The mood flows along with relatively few ups and downs, a river rushing — quiet and controlled through a deep gorge, its path already known to it but no less mythic for it. The sounds used by bandmates Adam Ohr and Patrick Lee give off the soothing aroma of experience, neither overdone nor too sparse, and are selected carefully to help sculpt the group's sonic identity that straddles dream-pop and another more ethereal, dance-y realm. Postcards From The Sun To The Moon delivers the goods consistently throughout its aural universe, but several tracks stood out to me, perhaps (guiltily) because of their catchiness. Whether synthesized or crafted organically by Roby’s voice, I would repeatedly find these little nuggets of melody lodged in my head over the past few weeks.

• [TASK INSTRUCTIONS]:
a) From the album review above, copy everything from "The mood flows" down to "past few weeks.".
b) Answer these questions using the album review above:
(i) Which two bandmates are named?
(ii) The group's sonic identity straddles dream-pop and what other realm?
(iii) Over what stretch of time did the bits of melody keep lodging in the listener's head?

• [DATA SECTION]:
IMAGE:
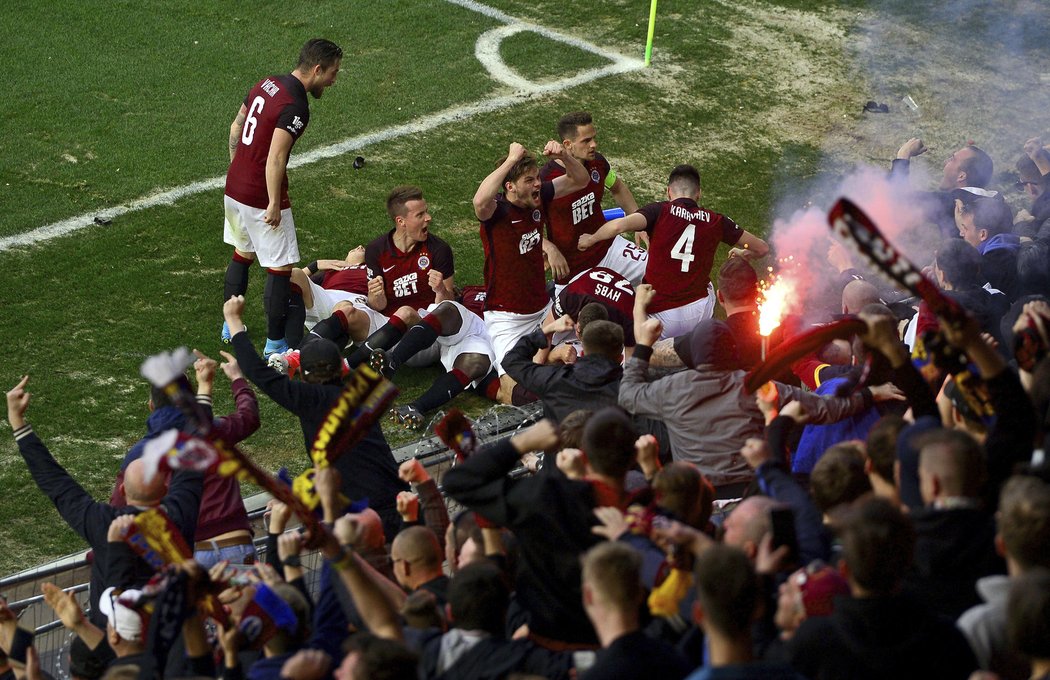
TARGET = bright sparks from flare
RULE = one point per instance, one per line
(773, 304)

• [SOLUTIONS TO THE PROBLEMS]:
a)
The mood flows along with relatively few ups and downs, a river rushing — quiet and controlled through a deep gorge, its path already known to it but no less mythic for it. The sounds used by bandmates Adam Ohr and Patrick Lee give off the soothing aroma of experience, neither overdone nor too sparse, and are selected carefully to help sculpt the group's sonic identity that straddles dream-pop and another more ethereal, dance-y realm. Postcards From The Sun To The Moon delivers the goods consistently throughout its aural universe, but several tracks stood out to me, perhaps (guiltily) because of their catchiness. Whether synthesized or crafted organically by Roby’s voice, I would repeatedly find these little nuggets of melody lodged in my head over the past few weeks.

b)
(i) Adam Ohr and Patrick Lee
(ii) A more ethereal, dance-y realm
(iii) The past few weeks